§ Working data:
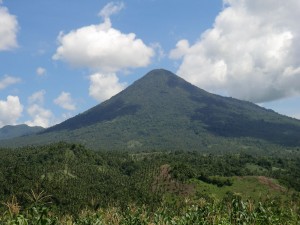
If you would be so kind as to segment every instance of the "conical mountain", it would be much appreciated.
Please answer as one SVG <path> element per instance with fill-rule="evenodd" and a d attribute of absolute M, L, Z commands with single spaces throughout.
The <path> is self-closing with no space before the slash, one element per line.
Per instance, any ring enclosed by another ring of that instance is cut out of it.
<path fill-rule="evenodd" d="M 210 94 L 158 69 L 90 110 L 14 143 L 64 140 L 94 149 L 202 150 L 257 143 L 300 146 L 299 137 L 296 119 Z"/>
<path fill-rule="evenodd" d="M 175 117 L 189 113 L 188 98 L 192 92 L 209 95 L 167 70 L 153 70 L 108 101 L 51 127 L 46 132 L 74 130 L 105 121 L 115 122 L 115 119 L 123 117 L 141 119 L 145 124 L 153 120 L 160 123 L 171 120 L 170 123 L 173 123 Z M 139 128 L 134 127 L 136 129 Z"/>

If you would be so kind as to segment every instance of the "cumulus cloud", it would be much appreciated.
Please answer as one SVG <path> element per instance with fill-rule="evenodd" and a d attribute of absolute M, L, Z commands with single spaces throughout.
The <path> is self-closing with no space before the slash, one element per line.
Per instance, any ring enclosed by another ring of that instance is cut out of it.
<path fill-rule="evenodd" d="M 68 92 L 63 91 L 56 99 L 54 99 L 54 103 L 66 110 L 76 110 L 75 102 Z"/>
<path fill-rule="evenodd" d="M 0 51 L 5 51 L 18 46 L 18 21 L 6 7 L 1 6 L 1 3 L 2 1 L 0 1 Z"/>
<path fill-rule="evenodd" d="M 49 127 L 54 123 L 53 113 L 43 107 L 45 94 L 46 92 L 41 90 L 33 93 L 28 98 L 27 113 L 31 117 L 31 120 L 25 122 L 28 126 Z"/>
<path fill-rule="evenodd" d="M 46 74 L 46 72 L 47 72 L 47 70 L 45 68 L 43 68 L 43 67 L 38 67 L 36 69 L 36 74 L 38 76 L 44 76 Z"/>
<path fill-rule="evenodd" d="M 61 34 L 59 43 L 53 59 L 109 73 L 147 66 L 154 55 L 134 33 L 123 34 L 112 28 L 109 19 Z"/>
<path fill-rule="evenodd" d="M 51 124 L 50 121 L 53 119 L 52 112 L 38 104 L 30 105 L 27 113 L 32 118 L 32 120 L 25 122 L 28 126 L 49 127 Z"/>
<path fill-rule="evenodd" d="M 191 83 L 230 96 L 265 102 L 300 93 L 300 2 L 223 0 L 213 27 L 169 57 Z"/>
<path fill-rule="evenodd" d="M 23 106 L 18 96 L 7 96 L 6 101 L 0 100 L 0 127 L 15 125 L 21 117 Z"/>
<path fill-rule="evenodd" d="M 99 16 L 103 18 L 109 18 L 113 14 L 117 14 L 125 7 L 123 2 L 109 2 L 99 12 Z"/>
<path fill-rule="evenodd" d="M 21 81 L 18 77 L 5 75 L 4 78 L 0 80 L 0 90 L 7 88 L 10 85 L 19 83 Z"/>
<path fill-rule="evenodd" d="M 154 47 L 147 46 L 136 34 L 122 33 L 112 27 L 109 17 L 123 8 L 124 3 L 108 3 L 99 13 L 102 23 L 61 33 L 53 56 L 54 60 L 93 71 L 90 95 L 99 101 L 124 88 L 124 84 L 118 83 L 118 72 L 148 66 L 155 55 Z"/>
<path fill-rule="evenodd" d="M 126 87 L 115 74 L 95 73 L 90 76 L 89 94 L 99 102 L 119 93 Z"/>

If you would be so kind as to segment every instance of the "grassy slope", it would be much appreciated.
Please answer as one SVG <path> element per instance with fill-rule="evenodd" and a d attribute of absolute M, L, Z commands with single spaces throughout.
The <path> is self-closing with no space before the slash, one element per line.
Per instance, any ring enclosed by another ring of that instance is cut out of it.
<path fill-rule="evenodd" d="M 274 197 L 291 199 L 291 195 L 287 189 L 278 185 L 278 181 L 275 179 L 263 176 L 234 176 L 224 178 L 230 179 L 233 184 L 231 186 L 218 187 L 200 180 L 192 180 L 191 183 L 196 185 L 196 192 L 207 194 L 217 199 L 223 199 L 229 193 L 240 194 L 244 200 L 253 199 L 258 201 Z"/>

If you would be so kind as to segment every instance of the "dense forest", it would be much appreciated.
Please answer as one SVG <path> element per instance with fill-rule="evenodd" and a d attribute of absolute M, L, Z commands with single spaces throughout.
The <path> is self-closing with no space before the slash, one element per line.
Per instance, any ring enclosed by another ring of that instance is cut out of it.
<path fill-rule="evenodd" d="M 1 149 L 0 161 L 0 224 L 297 224 L 300 219 L 296 149 L 263 155 L 106 152 L 61 142 Z"/>

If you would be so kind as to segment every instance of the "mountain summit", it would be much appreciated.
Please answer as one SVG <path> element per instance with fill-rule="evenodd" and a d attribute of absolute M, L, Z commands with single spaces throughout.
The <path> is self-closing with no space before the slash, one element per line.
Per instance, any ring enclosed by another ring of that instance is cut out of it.
<path fill-rule="evenodd" d="M 111 99 L 14 143 L 64 140 L 94 149 L 201 150 L 245 142 L 300 146 L 300 121 L 208 93 L 157 69 Z"/>
<path fill-rule="evenodd" d="M 46 132 L 74 130 L 124 117 L 141 119 L 144 125 L 153 120 L 163 123 L 175 119 L 174 115 L 183 113 L 185 105 L 189 105 L 186 98 L 192 92 L 208 94 L 167 70 L 153 70 L 108 101 L 51 127 Z M 134 128 L 137 129 L 139 130 L 138 127 Z"/>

§ Problem to work on:
Apart from the pictures, restate all of the listing above exactly.

§ Exercise solution:
If you would be so kind as to segment every instance of the "conical mountain", it would be much appreciated.
Please answer as one SVG <path> element per instance with fill-rule="evenodd" and a d attribute of absolute M, L, Z commands with single spaces throughout.
The <path> is self-closing with no space before the slash, one element per line.
Per instance, any ring enclosed by another ring of that instance is cut out of it.
<path fill-rule="evenodd" d="M 210 94 L 158 69 L 90 110 L 14 143 L 64 140 L 94 149 L 202 150 L 257 143 L 300 146 L 299 137 L 296 119 Z"/>
<path fill-rule="evenodd" d="M 175 117 L 189 113 L 188 98 L 192 92 L 209 95 L 167 70 L 153 70 L 108 101 L 51 127 L 46 132 L 74 130 L 105 121 L 115 122 L 115 119 L 123 117 L 141 119 L 145 124 L 153 120 L 160 123 L 171 120 L 170 123 L 173 123 Z M 139 128 L 134 127 L 136 129 Z"/>

If you would be so kind as to segment every instance of the "cumulus cloud", it would be much appreciated.
Please answer as one SVG <path> element per instance with fill-rule="evenodd" and a d attribute of absolute M, L, Z commands with single spaces throughout.
The <path> is self-closing with no space before the slash, one element per line.
Per instance, any ring enclosed by another ring of that instance is cut out of it.
<path fill-rule="evenodd" d="M 68 92 L 63 91 L 56 99 L 54 99 L 54 103 L 66 110 L 76 110 L 75 102 Z"/>
<path fill-rule="evenodd" d="M 0 51 L 5 51 L 18 46 L 18 21 L 6 7 L 1 6 L 1 3 L 2 1 L 0 1 Z"/>
<path fill-rule="evenodd" d="M 49 127 L 54 123 L 53 113 L 43 107 L 45 94 L 46 92 L 41 90 L 33 93 L 28 98 L 27 113 L 31 117 L 31 120 L 25 122 L 28 126 Z"/>
<path fill-rule="evenodd" d="M 46 74 L 46 72 L 47 72 L 47 70 L 45 68 L 43 68 L 43 67 L 38 67 L 36 69 L 36 74 L 38 76 L 44 76 Z"/>
<path fill-rule="evenodd" d="M 61 34 L 59 43 L 53 59 L 109 73 L 147 66 L 154 55 L 134 33 L 123 34 L 112 28 L 109 19 Z"/>
<path fill-rule="evenodd" d="M 51 124 L 50 121 L 53 119 L 52 112 L 38 104 L 30 105 L 27 113 L 32 118 L 32 120 L 25 122 L 28 126 L 49 127 Z"/>
<path fill-rule="evenodd" d="M 191 83 L 230 96 L 265 102 L 300 93 L 300 2 L 223 0 L 213 27 L 169 57 Z"/>
<path fill-rule="evenodd" d="M 23 106 L 18 96 L 7 96 L 6 101 L 0 100 L 0 127 L 15 125 L 21 117 Z"/>
<path fill-rule="evenodd" d="M 99 16 L 103 18 L 109 18 L 113 14 L 117 14 L 125 7 L 123 2 L 109 2 L 99 12 Z"/>
<path fill-rule="evenodd" d="M 21 81 L 18 77 L 5 75 L 4 78 L 0 80 L 0 90 L 7 88 L 10 85 L 19 83 Z"/>
<path fill-rule="evenodd" d="M 154 47 L 147 46 L 136 34 L 122 33 L 112 27 L 109 17 L 123 8 L 124 3 L 108 3 L 99 13 L 102 23 L 61 33 L 53 56 L 54 60 L 93 71 L 90 95 L 99 101 L 124 88 L 124 84 L 118 83 L 118 72 L 148 66 L 155 55 Z"/>
<path fill-rule="evenodd" d="M 126 87 L 115 74 L 95 73 L 90 76 L 89 94 L 99 102 L 119 93 Z"/>

If you would be so kind as to segment every instance of the "grassy slope", it would be much appreciated.
Please answer as one SVG <path> element per instance with fill-rule="evenodd" and a d attribute of absolute M, L, Z commands with single spaces throughout.
The <path> is self-closing with no space before the slash, one element per line.
Per instance, any ring enclosed by another ring of that instance is cut out of it.
<path fill-rule="evenodd" d="M 274 197 L 291 199 L 291 195 L 287 189 L 278 185 L 278 181 L 275 179 L 263 176 L 234 176 L 224 178 L 230 179 L 233 184 L 231 186 L 218 187 L 200 180 L 192 180 L 191 183 L 196 185 L 196 192 L 207 194 L 217 199 L 223 199 L 229 193 L 240 194 L 244 200 L 253 199 L 258 201 Z"/>

If you would be so kind as to segment every instance of the "dense forest", it would be much appreciated.
Please answer as one SVG <path> element per instance with fill-rule="evenodd" and a d attribute of absolute M, L, Z commands with single spaces throughout.
The <path> is self-closing with no space before the slash, one element per line.
Per instance, any ring enclosed by another ring of that instance is cut out of it.
<path fill-rule="evenodd" d="M 1 149 L 0 161 L 0 224 L 297 224 L 300 219 L 296 149 L 263 155 L 106 152 L 61 142 Z"/>

If you would be so kind as to segment every instance of the "mountain summit", it would be much appreciated.
Please answer as one SVG <path> element per instance with fill-rule="evenodd" and a d attribute of absolute M, L, Z commands with single spaces throughout.
The <path> is self-closing with no space before the slash, one element per line.
Per instance, any ring enclosed by another ring of that instance is cut out of it.
<path fill-rule="evenodd" d="M 111 99 L 14 143 L 64 140 L 94 149 L 201 150 L 245 142 L 300 146 L 300 121 L 208 93 L 157 69 Z"/>
<path fill-rule="evenodd" d="M 46 132 L 74 130 L 124 117 L 141 119 L 144 125 L 153 120 L 163 123 L 175 119 L 174 115 L 183 113 L 185 105 L 189 105 L 186 98 L 192 92 L 208 94 L 167 70 L 153 70 L 108 101 L 51 127 Z M 134 128 L 137 129 L 139 130 L 138 127 Z"/>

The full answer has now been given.